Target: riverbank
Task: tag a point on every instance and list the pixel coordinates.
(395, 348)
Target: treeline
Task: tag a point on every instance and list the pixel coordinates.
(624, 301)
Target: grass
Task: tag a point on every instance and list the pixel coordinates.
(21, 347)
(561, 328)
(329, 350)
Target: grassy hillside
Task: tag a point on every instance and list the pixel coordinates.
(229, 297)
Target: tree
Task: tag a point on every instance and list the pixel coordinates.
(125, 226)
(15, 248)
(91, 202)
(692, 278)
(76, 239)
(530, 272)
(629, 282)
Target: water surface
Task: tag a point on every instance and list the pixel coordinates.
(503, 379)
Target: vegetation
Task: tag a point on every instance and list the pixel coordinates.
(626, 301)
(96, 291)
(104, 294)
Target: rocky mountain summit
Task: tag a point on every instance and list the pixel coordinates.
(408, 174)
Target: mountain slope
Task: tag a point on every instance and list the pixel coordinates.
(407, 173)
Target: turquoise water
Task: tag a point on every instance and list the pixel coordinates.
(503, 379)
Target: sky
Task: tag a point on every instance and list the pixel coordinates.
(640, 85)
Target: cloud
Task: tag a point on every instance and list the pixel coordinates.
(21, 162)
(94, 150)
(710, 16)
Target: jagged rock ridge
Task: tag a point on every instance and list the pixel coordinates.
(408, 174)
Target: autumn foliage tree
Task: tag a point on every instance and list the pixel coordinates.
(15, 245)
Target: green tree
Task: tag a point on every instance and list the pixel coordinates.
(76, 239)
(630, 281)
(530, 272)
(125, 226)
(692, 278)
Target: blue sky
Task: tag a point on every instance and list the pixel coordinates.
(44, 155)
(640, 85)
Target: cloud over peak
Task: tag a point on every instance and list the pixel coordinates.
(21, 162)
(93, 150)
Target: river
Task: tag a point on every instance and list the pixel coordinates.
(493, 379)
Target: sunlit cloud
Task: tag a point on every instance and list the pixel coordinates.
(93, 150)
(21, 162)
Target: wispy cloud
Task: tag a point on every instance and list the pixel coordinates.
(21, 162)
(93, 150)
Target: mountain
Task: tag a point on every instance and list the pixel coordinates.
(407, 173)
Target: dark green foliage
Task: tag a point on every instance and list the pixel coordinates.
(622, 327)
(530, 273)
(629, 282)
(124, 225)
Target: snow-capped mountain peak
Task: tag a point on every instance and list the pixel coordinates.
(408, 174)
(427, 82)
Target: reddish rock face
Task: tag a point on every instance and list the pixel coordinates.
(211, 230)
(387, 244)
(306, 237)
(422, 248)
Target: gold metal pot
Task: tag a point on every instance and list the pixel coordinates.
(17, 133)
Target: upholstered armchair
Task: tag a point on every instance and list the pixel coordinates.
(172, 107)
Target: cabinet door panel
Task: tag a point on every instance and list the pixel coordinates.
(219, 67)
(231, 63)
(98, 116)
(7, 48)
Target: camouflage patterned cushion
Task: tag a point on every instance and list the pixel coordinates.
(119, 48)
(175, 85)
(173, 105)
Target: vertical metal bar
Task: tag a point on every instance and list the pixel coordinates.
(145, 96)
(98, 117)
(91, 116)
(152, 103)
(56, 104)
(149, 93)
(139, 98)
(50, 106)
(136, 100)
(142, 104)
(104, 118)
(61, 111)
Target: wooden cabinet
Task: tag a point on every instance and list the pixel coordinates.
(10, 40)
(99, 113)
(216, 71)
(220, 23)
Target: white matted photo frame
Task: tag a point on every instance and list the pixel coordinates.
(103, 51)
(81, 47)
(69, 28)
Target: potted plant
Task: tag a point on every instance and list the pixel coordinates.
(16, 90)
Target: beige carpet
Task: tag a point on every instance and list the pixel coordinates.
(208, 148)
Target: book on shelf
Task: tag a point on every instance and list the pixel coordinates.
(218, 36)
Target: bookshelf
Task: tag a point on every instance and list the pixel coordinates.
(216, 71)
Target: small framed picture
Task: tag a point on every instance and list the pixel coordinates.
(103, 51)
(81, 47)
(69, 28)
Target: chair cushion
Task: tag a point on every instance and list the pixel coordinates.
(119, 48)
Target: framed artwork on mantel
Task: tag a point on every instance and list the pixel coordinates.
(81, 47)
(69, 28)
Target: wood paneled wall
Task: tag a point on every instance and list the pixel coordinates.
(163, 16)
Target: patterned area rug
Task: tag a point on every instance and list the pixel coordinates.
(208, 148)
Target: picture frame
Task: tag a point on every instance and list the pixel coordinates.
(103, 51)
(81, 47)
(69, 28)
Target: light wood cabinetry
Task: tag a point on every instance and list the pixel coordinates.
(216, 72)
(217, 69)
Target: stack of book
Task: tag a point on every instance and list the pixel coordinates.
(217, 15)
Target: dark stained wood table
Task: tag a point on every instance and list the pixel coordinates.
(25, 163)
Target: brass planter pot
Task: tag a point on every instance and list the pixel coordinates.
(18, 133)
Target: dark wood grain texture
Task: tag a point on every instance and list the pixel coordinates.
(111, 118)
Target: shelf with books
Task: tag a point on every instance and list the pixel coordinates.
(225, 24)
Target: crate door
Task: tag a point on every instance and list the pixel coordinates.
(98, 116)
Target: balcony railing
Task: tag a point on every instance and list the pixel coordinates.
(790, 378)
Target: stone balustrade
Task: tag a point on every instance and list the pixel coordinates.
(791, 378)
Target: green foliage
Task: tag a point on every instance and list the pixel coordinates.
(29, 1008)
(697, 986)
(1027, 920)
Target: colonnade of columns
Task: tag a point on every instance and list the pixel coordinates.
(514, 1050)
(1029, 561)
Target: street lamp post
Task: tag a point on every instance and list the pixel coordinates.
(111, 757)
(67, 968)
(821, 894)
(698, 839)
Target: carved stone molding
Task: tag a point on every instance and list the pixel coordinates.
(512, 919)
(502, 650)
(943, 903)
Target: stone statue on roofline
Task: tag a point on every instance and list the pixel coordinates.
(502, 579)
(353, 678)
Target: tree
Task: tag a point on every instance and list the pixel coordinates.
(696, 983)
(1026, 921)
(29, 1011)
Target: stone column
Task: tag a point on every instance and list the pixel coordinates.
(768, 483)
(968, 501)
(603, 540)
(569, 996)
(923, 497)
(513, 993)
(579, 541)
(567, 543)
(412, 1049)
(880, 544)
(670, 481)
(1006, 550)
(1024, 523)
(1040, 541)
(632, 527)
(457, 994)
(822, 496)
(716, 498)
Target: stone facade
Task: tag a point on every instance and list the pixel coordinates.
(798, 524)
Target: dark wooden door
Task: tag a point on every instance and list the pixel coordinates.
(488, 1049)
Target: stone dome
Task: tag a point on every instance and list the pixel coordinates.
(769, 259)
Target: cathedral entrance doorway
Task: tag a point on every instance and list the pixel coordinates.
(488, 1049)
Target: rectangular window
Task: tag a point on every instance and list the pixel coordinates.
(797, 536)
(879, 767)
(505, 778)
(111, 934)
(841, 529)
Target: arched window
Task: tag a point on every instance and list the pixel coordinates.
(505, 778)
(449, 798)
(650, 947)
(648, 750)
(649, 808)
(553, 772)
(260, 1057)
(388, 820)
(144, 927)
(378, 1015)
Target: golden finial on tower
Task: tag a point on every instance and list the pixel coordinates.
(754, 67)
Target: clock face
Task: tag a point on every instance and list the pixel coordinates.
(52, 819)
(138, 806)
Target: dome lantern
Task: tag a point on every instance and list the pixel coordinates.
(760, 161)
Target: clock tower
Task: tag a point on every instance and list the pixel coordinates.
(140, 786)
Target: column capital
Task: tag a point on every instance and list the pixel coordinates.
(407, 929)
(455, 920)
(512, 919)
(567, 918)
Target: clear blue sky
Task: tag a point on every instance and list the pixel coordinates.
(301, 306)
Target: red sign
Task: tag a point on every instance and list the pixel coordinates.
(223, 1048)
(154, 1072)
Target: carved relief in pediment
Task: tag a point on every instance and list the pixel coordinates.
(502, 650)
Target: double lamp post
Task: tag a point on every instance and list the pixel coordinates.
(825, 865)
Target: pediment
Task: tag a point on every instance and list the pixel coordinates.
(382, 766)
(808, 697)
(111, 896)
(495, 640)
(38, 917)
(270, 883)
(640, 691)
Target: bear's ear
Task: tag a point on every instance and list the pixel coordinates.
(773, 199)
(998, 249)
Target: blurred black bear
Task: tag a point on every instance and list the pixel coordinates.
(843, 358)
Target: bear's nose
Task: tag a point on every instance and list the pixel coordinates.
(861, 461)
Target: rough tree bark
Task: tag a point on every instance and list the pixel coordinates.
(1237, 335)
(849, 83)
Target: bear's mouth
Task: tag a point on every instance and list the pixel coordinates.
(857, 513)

━━━

- _What you need to do_:
Begin with the line that contains "Target: dome lantern" and end with the last line of the records; set down every line in that span exactly, and nothing else.

- _Worked answer_:
Target: dome lantern
Task: tag a point on every instance and list the pixel coordinates.
(760, 161)
Target: clock tower
Task: tag a point on every instance and list the pixel coordinates.
(140, 786)
Target: column capital
Task: tag a point on every instance and list the pixel coordinates.
(407, 929)
(455, 920)
(512, 919)
(567, 918)
Target: clear blue sky
Task: tag a point on every instance and list the pixel coordinates.
(301, 306)
Target: red sign
Task: tag a point on every instance and list the pixel coordinates.
(223, 1048)
(154, 1072)
Target: carved relief in pediment
Task: tag a point on every instance and list the pixel coordinates.
(502, 650)
Target: double lamp post
Task: tag a point on every instance and list the pixel coordinates.
(825, 865)
Target: pediment
Task: tag a point on every instance and list the pixel coordinates.
(382, 766)
(808, 697)
(111, 896)
(495, 640)
(38, 917)
(270, 883)
(640, 691)
Target: bear's ear
Task: tag a point on every instance and list the pixel coordinates.
(773, 199)
(998, 249)
Target: blurred black bear
Task: tag a point on every instance and list the pixel coordinates.
(843, 358)
Target: bear's nose
Task: tag a point on every instance and list the pixel coordinates.
(861, 461)
Target: rough tree bark
Task: tag a point on every instance and list the pixel coordinates.
(1237, 335)
(849, 83)
Target: bear's mouth
Task: tag a point on every instance and list the pixel coordinates.
(857, 513)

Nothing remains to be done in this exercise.